Réforme de la gouvernance
Il est également envisagé que les établissements puissent adopter le statut de Grand Établissement, avec « un cadre juridique minimum » afin de pouvoir « faciliter » la « gouvernance » des établissements comme c’est le cas dans les établissements expérimentaux (EPE) actuels, sous prétexte d’amélioration de la visibilité à l’international ou la promesse d’une augmentation des financements par appel à projet par le ministère.
Ces EPE se caractérisent par un affaiblissement de la représentativité des personnels et des étudiant⋅es dans les conseils centraux, ce qui accroît le pouvoir du ou de la président⋅e de l’établissement. Une fois que cette expérimentation est lancée, avec le poids important des personnalités extérieures et la sous-représentation des personnels et des étudiant⋅es élu⋅es dans les conseils d'administration, le retour en arrière est en pratique complexe et l’équipe de direction ayant mis en place l’expérimentation est quasiment assurée de se maintenir à la tête de l’établissement. La création de structures intermédiaires, différentes entre tous les établissements - pôles, composantes internes, … - complexifie les décisions. La disparition de certains conseils centraux génère des inégalités, rendant les processus de décisions illisibles pour les collègues qui s’en trouvent éloigné·es. Dans certains établissements, on assiste à la séparation des structures, avec des structures uniquement consacrées à la formation et d'autres à la recherche. Cette situation génère une grande tension entre les collègues qui se retrouvent à gérer une pénurie organisée par le ministère. Encore une fois, ces modifications sont imposées à la communauté universitaire. Aucun nouvel EPE ou transformation en Grand Établissement ne doit être mis en place.
Le SNESUP-FSU demande que tous les EPE engagent leurs sorties de l’expérimentation, avec un retour à des universités régies par les dispositions communes du Code de l’éducation avec des vraies instances de gouvernance collégiale. De même pour les établissements qui sont déjà sous statut de Grand Établissement.

(Exercice écrit):
Dans le texte sur la réforme de la gouvernance des universités, recopiez mot pour mot le passage qui va de « Le SNESUP-FSU demande » à « de Grand Établissement. ».

(Extrait de données):

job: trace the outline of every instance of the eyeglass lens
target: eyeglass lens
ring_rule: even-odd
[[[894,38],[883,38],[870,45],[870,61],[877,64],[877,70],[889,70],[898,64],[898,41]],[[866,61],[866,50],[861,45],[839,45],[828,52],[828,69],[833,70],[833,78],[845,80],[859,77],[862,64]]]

(Réponse attendue):
Le SNESUP-FSU demande que tous les EPE engagent leurs sorties de l’expérimentation, avec un retour à des universités régies par les dispositions communes du Code de l’éducation avec des vraies instances de gouvernance collégiale. De même pour les établissements qui sont déjà sous statut de Grand Établissement.